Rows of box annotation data
##########

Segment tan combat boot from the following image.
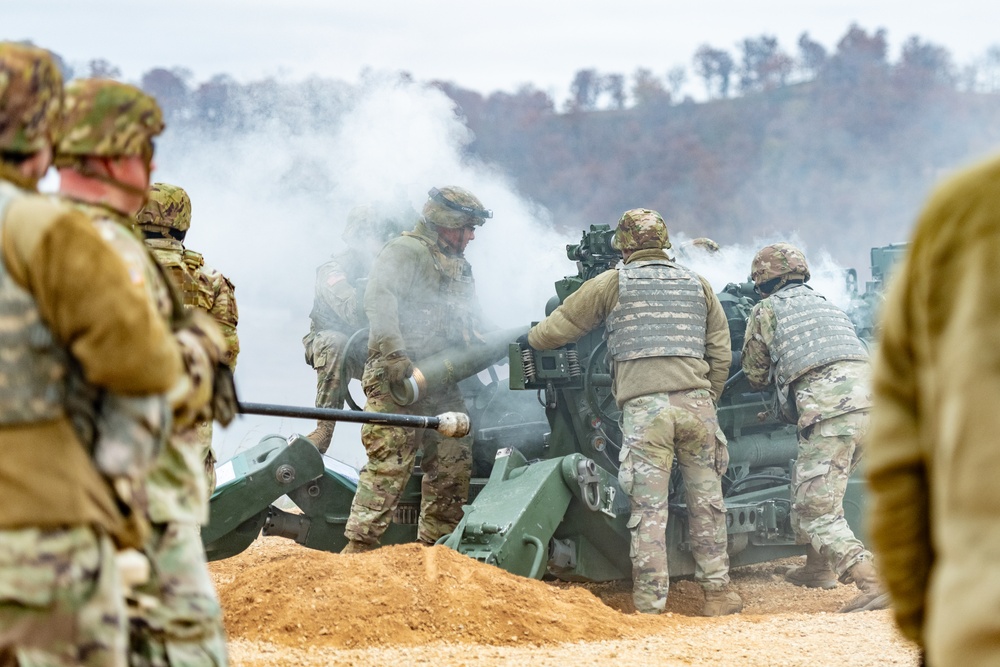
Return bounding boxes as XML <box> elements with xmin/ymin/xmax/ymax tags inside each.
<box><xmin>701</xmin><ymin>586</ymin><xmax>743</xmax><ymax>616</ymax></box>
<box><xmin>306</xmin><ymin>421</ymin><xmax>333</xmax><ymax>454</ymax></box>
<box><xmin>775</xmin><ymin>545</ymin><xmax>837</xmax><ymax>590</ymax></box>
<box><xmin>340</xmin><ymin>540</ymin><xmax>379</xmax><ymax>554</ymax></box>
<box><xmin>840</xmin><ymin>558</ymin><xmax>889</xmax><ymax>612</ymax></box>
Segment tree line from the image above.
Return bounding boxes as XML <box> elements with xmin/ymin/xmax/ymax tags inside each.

##########

Update the entries above by replacing "bounding boxes" with "box coordinates" and keeping everything else the same. Leave out the pictures.

(TASK RESPONSE):
Segment tan combat boot from the following image.
Return box coordinates as XML <box> elements with xmin/ymin/xmax/ymax tags inside each.
<box><xmin>701</xmin><ymin>586</ymin><xmax>743</xmax><ymax>616</ymax></box>
<box><xmin>306</xmin><ymin>421</ymin><xmax>333</xmax><ymax>454</ymax></box>
<box><xmin>775</xmin><ymin>545</ymin><xmax>837</xmax><ymax>590</ymax></box>
<box><xmin>340</xmin><ymin>540</ymin><xmax>379</xmax><ymax>554</ymax></box>
<box><xmin>840</xmin><ymin>558</ymin><xmax>889</xmax><ymax>612</ymax></box>
Segment tree line from the image above.
Return box coordinates as XML <box> elements with xmin/ymin/xmax/ymax tags inside each.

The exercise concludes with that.